Can you render the stretch of lines below, from the line containing "of the blue" through the final line, as a JSON list of strings with one string per line and blank lines omitted?

↓↓↓

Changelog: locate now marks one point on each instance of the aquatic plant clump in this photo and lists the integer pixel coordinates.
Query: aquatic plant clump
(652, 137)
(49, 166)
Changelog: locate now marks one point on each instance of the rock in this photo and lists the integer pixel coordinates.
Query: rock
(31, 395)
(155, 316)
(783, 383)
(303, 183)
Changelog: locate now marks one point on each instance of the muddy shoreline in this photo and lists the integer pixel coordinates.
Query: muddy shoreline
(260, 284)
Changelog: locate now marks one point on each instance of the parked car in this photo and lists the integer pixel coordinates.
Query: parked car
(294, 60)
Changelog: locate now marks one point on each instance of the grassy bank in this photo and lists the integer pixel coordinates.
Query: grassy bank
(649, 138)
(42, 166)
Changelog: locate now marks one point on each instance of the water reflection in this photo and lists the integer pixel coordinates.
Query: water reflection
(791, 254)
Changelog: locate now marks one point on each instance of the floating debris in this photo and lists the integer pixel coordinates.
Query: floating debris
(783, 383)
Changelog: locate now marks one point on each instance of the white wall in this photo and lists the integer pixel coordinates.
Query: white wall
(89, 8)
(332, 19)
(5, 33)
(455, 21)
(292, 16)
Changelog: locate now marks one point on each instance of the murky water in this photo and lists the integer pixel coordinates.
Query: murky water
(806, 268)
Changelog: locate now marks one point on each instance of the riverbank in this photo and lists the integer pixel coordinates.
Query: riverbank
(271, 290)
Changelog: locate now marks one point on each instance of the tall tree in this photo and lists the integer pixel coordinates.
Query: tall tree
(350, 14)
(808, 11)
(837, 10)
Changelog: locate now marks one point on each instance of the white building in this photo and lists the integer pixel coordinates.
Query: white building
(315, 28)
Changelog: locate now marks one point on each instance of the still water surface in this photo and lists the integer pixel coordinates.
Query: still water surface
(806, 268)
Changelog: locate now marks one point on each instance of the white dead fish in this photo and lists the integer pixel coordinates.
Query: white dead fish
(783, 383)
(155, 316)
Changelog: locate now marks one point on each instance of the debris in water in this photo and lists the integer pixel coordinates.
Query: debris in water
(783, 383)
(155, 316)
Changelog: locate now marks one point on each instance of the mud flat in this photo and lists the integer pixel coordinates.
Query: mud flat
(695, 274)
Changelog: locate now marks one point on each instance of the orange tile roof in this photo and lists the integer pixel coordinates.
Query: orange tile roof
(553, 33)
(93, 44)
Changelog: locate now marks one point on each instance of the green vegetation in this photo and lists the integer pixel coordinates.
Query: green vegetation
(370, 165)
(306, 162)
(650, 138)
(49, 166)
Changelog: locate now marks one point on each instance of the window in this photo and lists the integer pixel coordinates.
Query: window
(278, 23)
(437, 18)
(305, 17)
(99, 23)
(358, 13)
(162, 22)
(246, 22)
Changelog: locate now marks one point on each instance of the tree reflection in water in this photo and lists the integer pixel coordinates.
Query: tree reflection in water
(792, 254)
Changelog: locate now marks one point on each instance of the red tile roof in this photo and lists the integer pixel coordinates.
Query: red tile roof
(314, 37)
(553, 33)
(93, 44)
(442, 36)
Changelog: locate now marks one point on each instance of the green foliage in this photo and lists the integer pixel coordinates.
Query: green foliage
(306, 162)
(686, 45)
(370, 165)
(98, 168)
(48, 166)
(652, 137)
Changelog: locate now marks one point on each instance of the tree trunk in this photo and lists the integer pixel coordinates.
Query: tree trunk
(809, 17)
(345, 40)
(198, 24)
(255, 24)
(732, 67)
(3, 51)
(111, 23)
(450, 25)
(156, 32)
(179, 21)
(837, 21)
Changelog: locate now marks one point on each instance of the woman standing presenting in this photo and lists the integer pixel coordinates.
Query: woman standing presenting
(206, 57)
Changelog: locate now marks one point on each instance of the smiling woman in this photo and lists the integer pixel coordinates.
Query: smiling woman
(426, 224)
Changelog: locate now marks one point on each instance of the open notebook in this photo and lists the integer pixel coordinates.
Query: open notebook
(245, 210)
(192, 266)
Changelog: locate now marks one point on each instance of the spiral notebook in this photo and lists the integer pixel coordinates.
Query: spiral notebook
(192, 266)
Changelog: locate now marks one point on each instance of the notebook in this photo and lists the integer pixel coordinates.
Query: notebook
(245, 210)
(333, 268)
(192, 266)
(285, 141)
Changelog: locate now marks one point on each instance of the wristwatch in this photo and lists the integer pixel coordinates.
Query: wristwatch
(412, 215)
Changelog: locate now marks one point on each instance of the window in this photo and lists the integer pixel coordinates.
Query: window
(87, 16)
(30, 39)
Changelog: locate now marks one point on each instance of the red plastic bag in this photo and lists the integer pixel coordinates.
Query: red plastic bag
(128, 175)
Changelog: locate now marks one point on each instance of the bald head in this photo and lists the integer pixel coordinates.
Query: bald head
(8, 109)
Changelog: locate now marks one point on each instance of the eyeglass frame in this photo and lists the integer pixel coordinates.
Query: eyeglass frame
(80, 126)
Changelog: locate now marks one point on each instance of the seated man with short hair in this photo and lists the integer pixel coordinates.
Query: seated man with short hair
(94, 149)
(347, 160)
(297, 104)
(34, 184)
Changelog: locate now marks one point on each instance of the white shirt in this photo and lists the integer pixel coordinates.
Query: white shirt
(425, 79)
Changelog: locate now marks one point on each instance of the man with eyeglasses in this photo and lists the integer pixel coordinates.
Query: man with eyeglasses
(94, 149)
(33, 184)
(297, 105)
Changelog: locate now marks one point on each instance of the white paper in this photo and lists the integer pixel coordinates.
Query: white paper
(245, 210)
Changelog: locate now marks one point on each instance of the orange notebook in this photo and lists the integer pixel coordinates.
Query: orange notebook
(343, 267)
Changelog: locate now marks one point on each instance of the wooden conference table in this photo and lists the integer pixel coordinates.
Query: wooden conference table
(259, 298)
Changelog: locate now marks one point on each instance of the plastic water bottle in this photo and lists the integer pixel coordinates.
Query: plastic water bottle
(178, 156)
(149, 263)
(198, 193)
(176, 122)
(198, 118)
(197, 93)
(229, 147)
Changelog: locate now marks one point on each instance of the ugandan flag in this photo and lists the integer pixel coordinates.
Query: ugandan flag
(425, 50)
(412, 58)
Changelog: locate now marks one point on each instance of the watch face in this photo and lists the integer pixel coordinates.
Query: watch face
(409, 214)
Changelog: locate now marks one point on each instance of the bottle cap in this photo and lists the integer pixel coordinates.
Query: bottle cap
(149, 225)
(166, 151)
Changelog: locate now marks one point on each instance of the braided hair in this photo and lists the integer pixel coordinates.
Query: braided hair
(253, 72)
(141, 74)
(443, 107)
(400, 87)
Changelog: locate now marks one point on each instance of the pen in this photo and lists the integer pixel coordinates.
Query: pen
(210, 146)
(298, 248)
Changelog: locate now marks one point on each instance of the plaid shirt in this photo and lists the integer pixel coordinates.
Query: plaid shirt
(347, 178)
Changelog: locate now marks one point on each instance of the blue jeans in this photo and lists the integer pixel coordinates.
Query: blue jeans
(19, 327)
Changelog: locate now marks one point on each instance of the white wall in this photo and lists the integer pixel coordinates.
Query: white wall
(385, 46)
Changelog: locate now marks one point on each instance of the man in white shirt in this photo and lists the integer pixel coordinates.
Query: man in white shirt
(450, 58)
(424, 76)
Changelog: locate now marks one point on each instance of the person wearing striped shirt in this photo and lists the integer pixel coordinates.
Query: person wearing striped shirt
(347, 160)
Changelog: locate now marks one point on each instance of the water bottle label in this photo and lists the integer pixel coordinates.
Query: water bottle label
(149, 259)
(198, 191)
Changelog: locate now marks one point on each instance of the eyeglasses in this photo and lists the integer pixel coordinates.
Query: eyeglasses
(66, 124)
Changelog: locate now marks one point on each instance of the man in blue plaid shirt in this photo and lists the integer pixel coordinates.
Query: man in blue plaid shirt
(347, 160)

↑↑↑

» EXERCISE RESPONSE:
[
  "Changelog: locate now marks one point on each instance of the blue jeans in this photo and lists the integer pixel coordinates.",
  "Query: blue jeans",
  "(19, 327)",
  "Changelog: locate now marks one point on each instance of the white wall in this photo and lists the integer pixel coordinates.",
  "Query: white wall",
  "(385, 46)",
  "Changelog: locate now marks one point on each instance of the man in white shirt in this photo and lists the integer pixel coordinates.",
  "Query: man in white shirt",
  "(450, 58)",
  "(424, 76)",
  "Changelog: locate now marks one point on each instance of the person wearing striped shirt in this photo and lists the integer pixel coordinates.",
  "Query: person wearing striped shirt",
  "(347, 160)",
  "Changelog: locate now marks one point on each instance of the water bottle label in this photo and lists the integer pixel coordinates.",
  "Query: water bottle label",
  "(149, 259)",
  "(198, 191)",
  "Changelog: locate now marks one point on each instance of the eyeglasses in this photo and lists the integer pixel coordinates.",
  "Query: eyeglasses",
  "(66, 124)",
  "Changelog: locate now marks one point on each instance of the man in blue plaid shirt in this photo and lists the integer pixel coordinates.",
  "Query: man in blue plaid shirt",
  "(347, 160)"
]